From the news item below about two MBS graduates' published article, list every person whose full name appears.

SUPPLIED TEXT:
--- START ---

Recent MBS Grads Publish Article on NGS Technologies
Two newly minted KGI graduates recently had their article on the cost of next-generation sequencing (NGS) technologies published. The article, "Contracting Sequencing Costs Could Mean Ballooning Informatics Prices" by Aabha Khemani and Gauri Jaju, both MBS '12, is currently online at GEN: Genetic Engineering & Biotechnology News, which offers comprehensive coverage on drug discovery, omics, and bioprocessing, among other topics.
Although NGS was already a "hot topic" at KGI, the pair was encouraged to turn their interest into an article in Ian Phillip's class on Professional and Advanced Writing. "We would not have tried publishing a paper on this if we had not taken his course," Jaju noted. "He really guided us and motivated us to move forward with our analysis and thoughts."
Both interested in cost analysis and motivated to approach the topic of NGS technologies in a unique way, Khemani and Jaju did research and found that although there had been predictions about how the overall costs associated with sequencing will increase, to date not much good analysis had been done. Among their conclusions was that "an increase in personnel requirements, even though the software costs will decrease to some extent, will tremendously add to the interpretation costs per genome. The data handling and downstream processing costs are estimated to almost double in 2017 as compared to 2011."
Khemani explained that in order to reach that conclusion, they contacted a few bioinformatics company to learn about the costs of the software and the services they offer: "We took the average of these costs and reached a final number for 2011. According to Moore's law, the computing cost will decrease at a particular rate every year. Using this rate, we came up with a number for 2017. For personnel recruitment costs, we researched salaries on various websites such as glassdoor and PayScale. From a paper published in the genome biology journal, we came across the additional personnel that will be required in future and considered their FTEs for 2017 cost estimates."

--- END ---

DATA TO EXAMINE:
--- START ---

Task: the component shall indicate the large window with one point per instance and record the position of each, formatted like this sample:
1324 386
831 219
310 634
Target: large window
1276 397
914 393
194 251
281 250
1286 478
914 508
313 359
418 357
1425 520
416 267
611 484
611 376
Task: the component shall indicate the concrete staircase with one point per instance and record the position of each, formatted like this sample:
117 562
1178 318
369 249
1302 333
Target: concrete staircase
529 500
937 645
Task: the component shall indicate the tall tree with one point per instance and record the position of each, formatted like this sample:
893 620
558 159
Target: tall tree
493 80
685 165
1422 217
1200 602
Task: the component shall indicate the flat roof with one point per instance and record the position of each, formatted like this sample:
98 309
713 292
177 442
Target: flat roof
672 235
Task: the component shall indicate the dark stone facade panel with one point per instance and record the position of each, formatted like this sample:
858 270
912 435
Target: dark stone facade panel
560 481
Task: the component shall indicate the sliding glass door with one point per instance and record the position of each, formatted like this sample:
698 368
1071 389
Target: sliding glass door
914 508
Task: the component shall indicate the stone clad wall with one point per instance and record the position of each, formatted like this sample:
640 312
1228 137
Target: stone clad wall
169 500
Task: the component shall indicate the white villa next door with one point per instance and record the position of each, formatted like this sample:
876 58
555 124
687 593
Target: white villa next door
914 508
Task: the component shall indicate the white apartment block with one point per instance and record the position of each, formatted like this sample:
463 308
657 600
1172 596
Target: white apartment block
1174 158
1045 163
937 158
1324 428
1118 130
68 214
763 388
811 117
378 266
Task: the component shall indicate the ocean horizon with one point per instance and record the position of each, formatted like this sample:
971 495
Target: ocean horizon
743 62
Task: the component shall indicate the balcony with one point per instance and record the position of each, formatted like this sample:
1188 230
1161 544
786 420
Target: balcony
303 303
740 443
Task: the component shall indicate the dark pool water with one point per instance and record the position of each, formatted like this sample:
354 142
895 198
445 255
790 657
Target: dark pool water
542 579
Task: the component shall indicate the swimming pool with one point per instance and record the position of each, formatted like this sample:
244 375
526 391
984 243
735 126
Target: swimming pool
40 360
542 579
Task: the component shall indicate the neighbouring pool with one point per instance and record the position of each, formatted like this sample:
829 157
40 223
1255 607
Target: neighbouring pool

--- END ---
--- START ---

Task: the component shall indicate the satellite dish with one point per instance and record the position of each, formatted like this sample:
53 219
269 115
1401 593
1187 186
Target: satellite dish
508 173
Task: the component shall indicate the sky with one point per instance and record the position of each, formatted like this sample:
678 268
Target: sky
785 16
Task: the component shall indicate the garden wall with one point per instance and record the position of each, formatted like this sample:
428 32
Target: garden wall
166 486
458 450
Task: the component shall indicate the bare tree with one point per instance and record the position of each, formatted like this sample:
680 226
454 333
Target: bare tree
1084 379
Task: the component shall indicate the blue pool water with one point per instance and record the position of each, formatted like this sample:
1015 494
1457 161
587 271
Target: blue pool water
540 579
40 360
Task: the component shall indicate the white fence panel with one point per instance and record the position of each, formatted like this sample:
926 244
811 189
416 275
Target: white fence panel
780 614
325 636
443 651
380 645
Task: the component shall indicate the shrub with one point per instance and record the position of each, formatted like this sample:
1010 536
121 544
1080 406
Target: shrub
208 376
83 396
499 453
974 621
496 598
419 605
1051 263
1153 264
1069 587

--- END ---

EXERCISE RESPONSE:
Aabha Khemani
Gauri Jaju
Ian Phillip